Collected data

=-=-=-=-=

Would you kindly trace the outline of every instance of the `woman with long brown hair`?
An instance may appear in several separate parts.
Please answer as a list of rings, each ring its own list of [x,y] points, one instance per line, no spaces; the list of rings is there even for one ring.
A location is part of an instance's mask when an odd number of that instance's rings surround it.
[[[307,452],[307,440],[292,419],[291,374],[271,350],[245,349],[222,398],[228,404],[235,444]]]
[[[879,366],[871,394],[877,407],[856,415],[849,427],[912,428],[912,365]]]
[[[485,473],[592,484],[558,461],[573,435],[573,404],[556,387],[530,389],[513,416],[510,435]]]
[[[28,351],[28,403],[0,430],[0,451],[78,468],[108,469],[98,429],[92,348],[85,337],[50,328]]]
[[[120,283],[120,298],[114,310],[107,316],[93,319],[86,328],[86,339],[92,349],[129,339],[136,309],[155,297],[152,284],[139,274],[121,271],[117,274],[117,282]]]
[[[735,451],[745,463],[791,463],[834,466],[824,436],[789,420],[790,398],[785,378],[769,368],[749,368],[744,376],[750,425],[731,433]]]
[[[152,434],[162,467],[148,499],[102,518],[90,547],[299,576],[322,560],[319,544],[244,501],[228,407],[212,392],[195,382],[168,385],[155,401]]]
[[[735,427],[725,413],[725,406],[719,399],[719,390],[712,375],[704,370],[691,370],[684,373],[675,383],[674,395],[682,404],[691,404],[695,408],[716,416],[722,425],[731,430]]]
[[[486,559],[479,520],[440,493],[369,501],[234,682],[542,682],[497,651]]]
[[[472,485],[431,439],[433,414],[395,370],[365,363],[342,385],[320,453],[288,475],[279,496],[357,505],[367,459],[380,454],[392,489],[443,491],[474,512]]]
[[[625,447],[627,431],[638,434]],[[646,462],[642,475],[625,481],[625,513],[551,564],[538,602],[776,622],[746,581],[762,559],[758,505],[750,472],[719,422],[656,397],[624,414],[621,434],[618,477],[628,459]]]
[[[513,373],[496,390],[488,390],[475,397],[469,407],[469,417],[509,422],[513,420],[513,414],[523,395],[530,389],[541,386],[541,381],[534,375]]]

=-=-=-=-=

▶ [TASK DIRECTIONS]
Up to and including the line with "Please answer as", write out the records above exactly, starting from their first line.

▶ [TASK ANSWER]
Would you kindly trace the outline of every instance of the `woman with long brown hair`?
An instance may appear in several separate parts.
Please answer as a list of rings, each ring its own list of [x,y] points, one instance per line, no spaces; the list of rings is there even for one ring.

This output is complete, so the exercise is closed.